__Texte extrait__.
>>>
Les couches dominantes de la société étant décadentes, plus rien ne va et malgré la préparation du déconfinement du 11 mai, les lois l’encadrant n’ont pas été mises en place à temps. C’est très révélateur de l’effondrement en cours.

Le déconfinement du 11 mai a comme principe fondateur l’impossibilité de se déplacer à plus de 100 km de son département. Sauf que, problème, il faut une loi pour cela et la validation du conseil constitutionnel. La loi ayant été votée le 9 mai, le conseil constitutionnel ne l’a validé que le 11 mai… rendant impossible toute vérification étatique au moyen des forces de l’ordre.

Il en va de même pour l’attestation obligatoire dans les transports en commun d’Île-de-France, qui relève de la même loi sur l’état d’urgence sanitaire. La vérification de ces attestation est d’ailleurs remise à… mercredi 13 mai.
<<<
__Travail à faire__.
(A) Reproduisez à l'identique le passage de l'extrait sur le déconfinement qui commence par les mots « Il en va de » et s'achève sur « mercredi 13 mai. ».
(B) Répondez brièvement aux questions suivantes à partir de l'extrait sur le déconfinement.
(i) À plus de quelle distance de son département est-il impossible de se déplacer selon le principe fondateur du déconfinement ?
(ii) À quelle date le conseil constitutionnel a-t-il validé la loi ?
(iii) À quel jour la vérification des attestations dans les transports en commun d'Île-de-France est-elle remise ?

__Données extraites__.
>>>
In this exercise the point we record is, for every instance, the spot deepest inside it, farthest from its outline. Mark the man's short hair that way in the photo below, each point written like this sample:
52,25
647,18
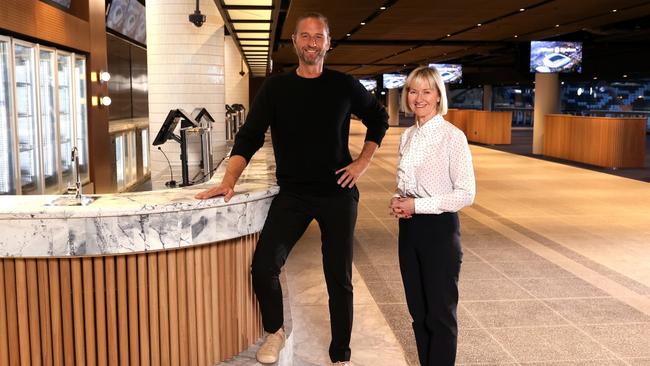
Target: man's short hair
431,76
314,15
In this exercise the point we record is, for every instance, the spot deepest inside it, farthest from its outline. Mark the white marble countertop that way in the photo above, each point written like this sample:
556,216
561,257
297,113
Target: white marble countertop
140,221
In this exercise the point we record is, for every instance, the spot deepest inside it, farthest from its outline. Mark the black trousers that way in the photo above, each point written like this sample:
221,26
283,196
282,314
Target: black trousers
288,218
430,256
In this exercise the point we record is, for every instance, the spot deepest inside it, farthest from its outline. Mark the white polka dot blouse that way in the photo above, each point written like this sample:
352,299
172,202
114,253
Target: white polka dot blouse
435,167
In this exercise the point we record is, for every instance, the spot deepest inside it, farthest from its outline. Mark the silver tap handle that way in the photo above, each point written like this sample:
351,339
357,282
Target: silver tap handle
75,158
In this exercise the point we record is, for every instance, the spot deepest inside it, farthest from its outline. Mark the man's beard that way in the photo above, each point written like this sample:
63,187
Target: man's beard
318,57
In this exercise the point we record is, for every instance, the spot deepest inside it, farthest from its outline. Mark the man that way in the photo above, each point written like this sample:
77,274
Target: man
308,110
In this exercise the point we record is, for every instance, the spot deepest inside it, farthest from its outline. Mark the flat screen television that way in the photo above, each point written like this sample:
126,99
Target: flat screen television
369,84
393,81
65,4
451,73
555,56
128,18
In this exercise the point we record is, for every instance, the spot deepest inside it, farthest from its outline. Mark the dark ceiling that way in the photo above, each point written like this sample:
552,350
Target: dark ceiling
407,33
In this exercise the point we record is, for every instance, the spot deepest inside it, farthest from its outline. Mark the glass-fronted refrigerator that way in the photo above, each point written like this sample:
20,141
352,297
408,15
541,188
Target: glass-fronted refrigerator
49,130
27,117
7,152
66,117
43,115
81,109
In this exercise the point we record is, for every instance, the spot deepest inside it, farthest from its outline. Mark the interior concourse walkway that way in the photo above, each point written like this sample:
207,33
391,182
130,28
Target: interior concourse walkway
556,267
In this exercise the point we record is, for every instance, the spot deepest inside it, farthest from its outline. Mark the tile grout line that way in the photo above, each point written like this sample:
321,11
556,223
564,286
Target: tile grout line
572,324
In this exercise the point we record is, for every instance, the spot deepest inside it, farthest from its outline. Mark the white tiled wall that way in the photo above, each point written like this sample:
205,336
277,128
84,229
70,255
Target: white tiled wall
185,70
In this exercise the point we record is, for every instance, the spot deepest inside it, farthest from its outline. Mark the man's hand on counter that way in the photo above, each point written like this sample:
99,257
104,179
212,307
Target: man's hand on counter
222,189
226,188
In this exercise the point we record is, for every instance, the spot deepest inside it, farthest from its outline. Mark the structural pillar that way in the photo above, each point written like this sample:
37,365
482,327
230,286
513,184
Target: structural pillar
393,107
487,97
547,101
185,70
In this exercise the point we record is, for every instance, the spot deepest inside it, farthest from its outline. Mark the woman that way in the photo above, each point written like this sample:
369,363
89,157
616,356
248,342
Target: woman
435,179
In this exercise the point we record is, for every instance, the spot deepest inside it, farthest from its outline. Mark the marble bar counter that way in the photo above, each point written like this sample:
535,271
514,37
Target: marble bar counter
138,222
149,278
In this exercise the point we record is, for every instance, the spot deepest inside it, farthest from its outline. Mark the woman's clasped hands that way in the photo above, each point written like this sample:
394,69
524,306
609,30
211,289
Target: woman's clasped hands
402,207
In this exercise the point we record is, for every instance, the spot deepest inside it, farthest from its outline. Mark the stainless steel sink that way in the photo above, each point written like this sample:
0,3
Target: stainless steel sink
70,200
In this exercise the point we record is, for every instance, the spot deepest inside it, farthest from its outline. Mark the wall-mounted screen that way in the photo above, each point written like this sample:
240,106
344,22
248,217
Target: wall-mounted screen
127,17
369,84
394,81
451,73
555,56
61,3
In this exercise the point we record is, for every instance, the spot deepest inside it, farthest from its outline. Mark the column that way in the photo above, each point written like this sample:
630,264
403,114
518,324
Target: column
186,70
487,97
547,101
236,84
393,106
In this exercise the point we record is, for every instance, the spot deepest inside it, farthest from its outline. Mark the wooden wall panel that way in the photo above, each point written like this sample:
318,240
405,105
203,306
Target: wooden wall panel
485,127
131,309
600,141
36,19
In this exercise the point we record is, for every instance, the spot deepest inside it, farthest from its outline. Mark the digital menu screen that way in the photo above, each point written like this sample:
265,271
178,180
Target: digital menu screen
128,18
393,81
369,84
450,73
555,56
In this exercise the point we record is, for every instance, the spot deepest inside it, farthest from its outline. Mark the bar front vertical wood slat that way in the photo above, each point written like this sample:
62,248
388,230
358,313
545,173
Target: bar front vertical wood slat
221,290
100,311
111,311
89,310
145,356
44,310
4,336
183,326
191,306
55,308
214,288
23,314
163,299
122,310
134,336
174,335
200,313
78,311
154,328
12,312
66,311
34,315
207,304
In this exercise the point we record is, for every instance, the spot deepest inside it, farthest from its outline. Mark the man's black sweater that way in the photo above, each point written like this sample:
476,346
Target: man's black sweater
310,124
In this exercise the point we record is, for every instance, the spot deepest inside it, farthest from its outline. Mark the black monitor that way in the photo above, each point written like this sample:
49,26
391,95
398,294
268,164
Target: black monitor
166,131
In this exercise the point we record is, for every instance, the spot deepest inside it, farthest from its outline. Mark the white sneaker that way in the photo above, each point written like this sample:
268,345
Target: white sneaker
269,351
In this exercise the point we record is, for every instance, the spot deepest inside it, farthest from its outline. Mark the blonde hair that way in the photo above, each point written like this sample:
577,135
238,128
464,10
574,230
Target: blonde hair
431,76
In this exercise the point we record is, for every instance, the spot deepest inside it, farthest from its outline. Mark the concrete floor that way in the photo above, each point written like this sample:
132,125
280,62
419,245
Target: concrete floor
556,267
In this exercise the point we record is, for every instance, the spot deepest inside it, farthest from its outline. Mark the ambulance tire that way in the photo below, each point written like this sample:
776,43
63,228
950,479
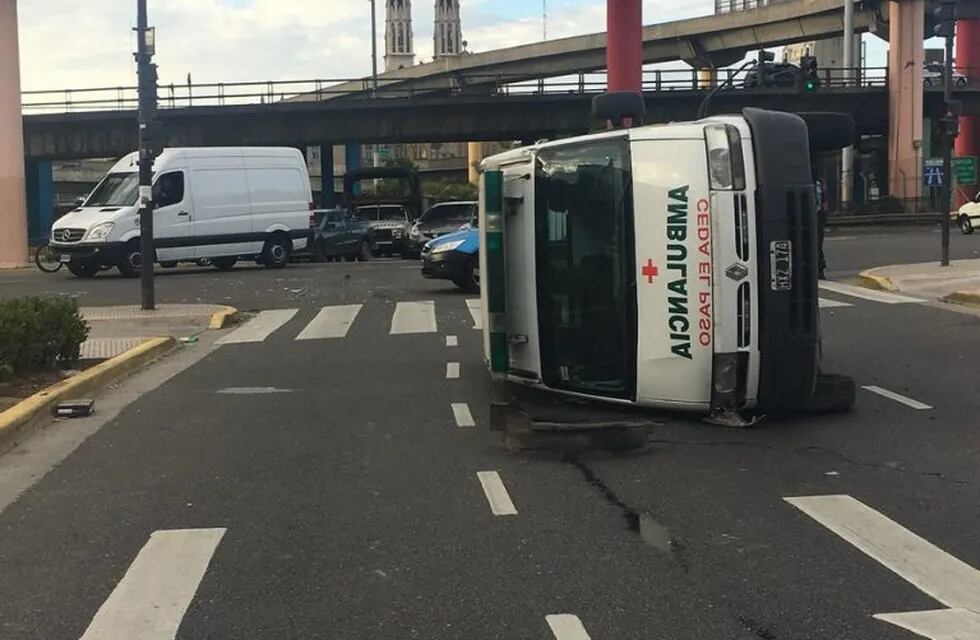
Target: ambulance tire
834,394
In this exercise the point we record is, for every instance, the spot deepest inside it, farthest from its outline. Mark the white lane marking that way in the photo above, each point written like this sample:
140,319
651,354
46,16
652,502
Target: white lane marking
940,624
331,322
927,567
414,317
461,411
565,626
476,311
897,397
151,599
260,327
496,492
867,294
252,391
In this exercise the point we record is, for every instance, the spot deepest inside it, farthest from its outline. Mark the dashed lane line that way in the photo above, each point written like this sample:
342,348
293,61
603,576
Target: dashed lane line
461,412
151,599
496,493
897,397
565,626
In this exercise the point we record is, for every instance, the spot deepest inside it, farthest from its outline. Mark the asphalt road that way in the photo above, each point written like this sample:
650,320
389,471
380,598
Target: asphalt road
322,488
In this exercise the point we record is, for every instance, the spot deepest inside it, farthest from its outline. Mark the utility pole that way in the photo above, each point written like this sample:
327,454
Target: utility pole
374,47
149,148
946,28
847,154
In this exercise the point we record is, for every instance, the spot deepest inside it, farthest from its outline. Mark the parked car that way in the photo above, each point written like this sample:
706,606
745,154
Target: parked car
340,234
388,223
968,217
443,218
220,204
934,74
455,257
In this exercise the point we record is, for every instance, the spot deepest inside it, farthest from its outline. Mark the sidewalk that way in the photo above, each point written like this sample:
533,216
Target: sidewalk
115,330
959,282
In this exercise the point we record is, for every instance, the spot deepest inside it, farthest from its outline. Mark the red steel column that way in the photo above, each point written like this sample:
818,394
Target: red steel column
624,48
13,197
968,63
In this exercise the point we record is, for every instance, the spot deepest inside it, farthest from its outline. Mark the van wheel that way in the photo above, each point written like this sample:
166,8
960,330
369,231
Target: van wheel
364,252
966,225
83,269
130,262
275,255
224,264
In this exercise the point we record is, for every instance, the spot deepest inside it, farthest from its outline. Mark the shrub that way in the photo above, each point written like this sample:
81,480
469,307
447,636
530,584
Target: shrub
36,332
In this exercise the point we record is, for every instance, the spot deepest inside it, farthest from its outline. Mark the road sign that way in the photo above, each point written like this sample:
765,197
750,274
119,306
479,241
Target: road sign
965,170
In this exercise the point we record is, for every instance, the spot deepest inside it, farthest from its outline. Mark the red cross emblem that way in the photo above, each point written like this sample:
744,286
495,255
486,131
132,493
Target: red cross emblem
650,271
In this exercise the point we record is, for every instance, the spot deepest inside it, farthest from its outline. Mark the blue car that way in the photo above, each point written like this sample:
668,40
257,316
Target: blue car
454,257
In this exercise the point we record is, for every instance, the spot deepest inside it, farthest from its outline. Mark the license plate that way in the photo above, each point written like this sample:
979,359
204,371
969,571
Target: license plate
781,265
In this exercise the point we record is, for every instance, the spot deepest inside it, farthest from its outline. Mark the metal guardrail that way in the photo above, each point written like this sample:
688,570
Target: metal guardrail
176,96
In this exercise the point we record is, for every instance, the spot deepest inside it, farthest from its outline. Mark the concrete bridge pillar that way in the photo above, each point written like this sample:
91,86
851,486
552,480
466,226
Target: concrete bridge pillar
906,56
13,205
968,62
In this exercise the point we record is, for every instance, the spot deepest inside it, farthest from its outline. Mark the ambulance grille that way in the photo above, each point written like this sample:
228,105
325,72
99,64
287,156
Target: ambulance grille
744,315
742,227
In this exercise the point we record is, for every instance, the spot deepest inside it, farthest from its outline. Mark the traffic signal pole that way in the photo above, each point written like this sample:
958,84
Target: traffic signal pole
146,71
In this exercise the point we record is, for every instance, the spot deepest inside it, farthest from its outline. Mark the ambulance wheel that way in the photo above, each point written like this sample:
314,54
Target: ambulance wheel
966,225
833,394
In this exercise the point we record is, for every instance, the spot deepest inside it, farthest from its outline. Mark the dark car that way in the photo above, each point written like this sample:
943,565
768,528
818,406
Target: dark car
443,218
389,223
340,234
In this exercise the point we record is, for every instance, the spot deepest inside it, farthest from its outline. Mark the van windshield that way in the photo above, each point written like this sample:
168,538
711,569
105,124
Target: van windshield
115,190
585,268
<<<
__Réponses par ligne__.
(A)
Il en va de même pour l’attestation obligatoire dans les transports en commun d’Île-de-France, qui relève de la même loi sur l’état d’urgence sanitaire. La vérification de ces attestation est d’ailleurs remise à… mercredi 13 mai.

(B)
(i) 100 km
(ii) Le 11 mai
(iii) Mercredi 13 mai